__What is expected__
Please give the data below again in full, exactly as it stands.

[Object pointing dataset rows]
_____
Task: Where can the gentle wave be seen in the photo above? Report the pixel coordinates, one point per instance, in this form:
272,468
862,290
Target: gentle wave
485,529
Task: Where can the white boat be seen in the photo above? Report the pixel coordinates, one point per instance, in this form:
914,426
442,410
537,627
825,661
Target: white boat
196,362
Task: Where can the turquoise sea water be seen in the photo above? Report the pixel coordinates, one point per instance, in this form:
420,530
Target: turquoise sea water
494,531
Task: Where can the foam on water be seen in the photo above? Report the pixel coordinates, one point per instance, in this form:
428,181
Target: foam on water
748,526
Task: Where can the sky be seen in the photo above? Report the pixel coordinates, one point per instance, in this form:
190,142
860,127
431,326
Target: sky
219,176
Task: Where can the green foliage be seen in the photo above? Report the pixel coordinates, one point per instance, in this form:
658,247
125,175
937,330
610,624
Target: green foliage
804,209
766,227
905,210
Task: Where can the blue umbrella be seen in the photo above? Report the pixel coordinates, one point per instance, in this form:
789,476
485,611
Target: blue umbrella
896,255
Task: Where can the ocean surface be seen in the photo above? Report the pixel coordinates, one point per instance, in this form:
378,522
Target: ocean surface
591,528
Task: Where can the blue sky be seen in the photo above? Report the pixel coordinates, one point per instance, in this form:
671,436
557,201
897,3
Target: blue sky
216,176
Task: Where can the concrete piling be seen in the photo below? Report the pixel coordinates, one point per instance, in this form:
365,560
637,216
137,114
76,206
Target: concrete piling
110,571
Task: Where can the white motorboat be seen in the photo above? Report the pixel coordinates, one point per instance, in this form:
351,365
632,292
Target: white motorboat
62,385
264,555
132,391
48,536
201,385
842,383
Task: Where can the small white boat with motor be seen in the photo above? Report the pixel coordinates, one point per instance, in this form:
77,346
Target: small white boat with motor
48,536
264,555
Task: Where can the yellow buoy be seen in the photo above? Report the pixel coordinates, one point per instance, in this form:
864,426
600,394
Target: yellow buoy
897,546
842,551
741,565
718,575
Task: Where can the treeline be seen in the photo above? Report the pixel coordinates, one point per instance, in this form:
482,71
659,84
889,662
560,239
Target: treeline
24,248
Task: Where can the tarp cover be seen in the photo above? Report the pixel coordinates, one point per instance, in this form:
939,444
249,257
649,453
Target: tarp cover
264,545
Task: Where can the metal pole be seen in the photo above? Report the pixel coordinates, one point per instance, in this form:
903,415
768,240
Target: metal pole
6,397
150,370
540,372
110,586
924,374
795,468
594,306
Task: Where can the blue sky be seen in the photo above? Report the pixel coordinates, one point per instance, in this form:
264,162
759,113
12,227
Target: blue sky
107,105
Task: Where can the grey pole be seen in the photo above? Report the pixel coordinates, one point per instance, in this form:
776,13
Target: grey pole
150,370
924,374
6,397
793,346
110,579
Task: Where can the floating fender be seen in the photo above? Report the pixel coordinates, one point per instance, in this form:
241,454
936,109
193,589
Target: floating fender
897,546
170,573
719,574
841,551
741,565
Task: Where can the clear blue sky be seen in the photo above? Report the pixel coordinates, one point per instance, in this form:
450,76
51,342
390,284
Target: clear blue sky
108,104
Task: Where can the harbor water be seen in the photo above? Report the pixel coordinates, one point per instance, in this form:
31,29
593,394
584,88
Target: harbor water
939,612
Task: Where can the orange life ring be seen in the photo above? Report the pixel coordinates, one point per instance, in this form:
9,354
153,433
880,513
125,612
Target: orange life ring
_____
__Answer for the task__
Task: Where can the gentle wave be seen in the photo above? Report the pixel coordinates, one point per instance, in this form:
272,468
862,290
Target: gentle wave
485,529
Task: Where can the white boat be seen in the photo above? Report the pixel coordinates, one point per instance, in this form:
914,426
442,410
537,627
825,661
Target: white boat
196,362
Task: Where can the turquoise sea water be seen in the photo above? Report the pixel coordinates, one point per instance, in this form:
420,530
Target: turquoise sea water
494,531
Task: Where can the foam on water be seen in the photo above? Report the pixel coordinates, one point per instance, in this form:
428,181
Target: foam on water
748,526
Task: Where can the sky be seen in the photo above? Report the pixel coordinates, one point per instance, in this form:
190,142
860,127
431,326
Target: sky
219,176
Task: Where can the green foliage be seen in the photo above? Report the pixel coordinates, one point per instance, in this form:
658,247
125,175
937,330
610,624
Target: green foliage
804,209
766,227
905,210
Task: Where can the blue umbrella be seen in the photo above? Report the pixel coordinates, one point per instance, in this form:
789,476
485,611
Target: blue umbrella
896,255
Task: Where can the ocean surface be seen in the photo above? Report the pixel coordinates, one point per instance, in this form:
378,522
Target: ocean surface
591,528
Task: Where can the blue sky be seen in the photo above? Report the pixel coordinates, one point per instance, in this form:
671,436
557,201
897,3
Target: blue sky
216,176
Task: Where can the concrete piling be seen in the photo below? Report the pixel coordinates, one point per instance, in this form:
365,560
637,216
137,114
76,206
Target: concrete piling
110,571
Task: Where can the white motorboat be seen in the photo above? Report the pixel coordinates, one point per instance, in this form:
351,365
632,292
Target: white motorboat
62,385
264,555
132,391
48,536
201,385
842,383
Task: Where can the small white boat with motor be seen in the photo above? Report the pixel coordinates, one point per instance, in this form:
77,346
Target: small white boat with motor
48,536
264,555
Task: Where can the yellow buoy be seen in the photo above? Report the pixel coordinates, one point per instance, in this form:
864,426
600,394
Target: yellow buoy
897,546
842,551
741,565
718,575
Task: Where can the treeline be seen in the photo above? Report the pixel coordinates, one point per instance, in this form:
482,71
659,84
889,662
560,239
Target: treeline
24,248
Task: Where can the tarp cover be seen in the photo above? Report the pixel coordinates, one point per instance, in this form:
939,444
249,257
649,453
Target: tarp cover
264,545
Task: Where can the metal pole be seen in the photo above? Report the pixel coordinates, one point per instance, in this form:
903,415
768,240
Target: metal pole
6,397
150,370
540,372
110,586
924,374
795,468
594,306
Task: Where can the blue sky be seen in the photo above? Report the pixel coordinates, one point per instance, in this form:
264,162
759,113
12,227
Target: blue sky
107,105
Task: Where can the grey pole be seen in the photo above? Report the pixel coordinates, one point per instance, in this form:
776,13
Target: grey pole
150,370
924,374
6,397
793,346
110,579
Task: Where can the floating fender be seen in the photo above? Report the pixel coordinates, one point per instance, in this form:
241,454
936,109
193,589
Target: floating fender
897,546
170,573
719,574
841,551
741,565
Task: Where can the clear blue sky be seen in the photo above? Report the pixel coordinates, one point per instance, in this form:
450,76
51,342
390,284
Target: clear blue sky
108,104
Task: Where can the harbor water be seen in the photo above? Report the pixel coordinates, one point per instance, in this form:
31,29
593,394
584,88
Target: harbor water
939,612
Task: Where can the orange life ring be seen in the photo above? Report the pixel coordinates, one point per instance, in this form:
9,354
153,433
880,513
125,612
Target: orange life ring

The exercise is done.